-- TASK PROMPT --
Print the records again, character for character.

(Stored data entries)

======

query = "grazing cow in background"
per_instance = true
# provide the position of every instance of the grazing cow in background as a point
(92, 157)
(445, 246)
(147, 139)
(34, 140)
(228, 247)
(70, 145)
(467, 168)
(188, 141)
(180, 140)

======

-- RESULT OF THIS EXERCISE --
query = "grazing cow in background"
per_instance = true
# provide the position of every instance of the grazing cow in background as a point
(92, 157)
(445, 246)
(147, 139)
(34, 140)
(228, 247)
(70, 145)
(467, 168)
(188, 141)
(180, 140)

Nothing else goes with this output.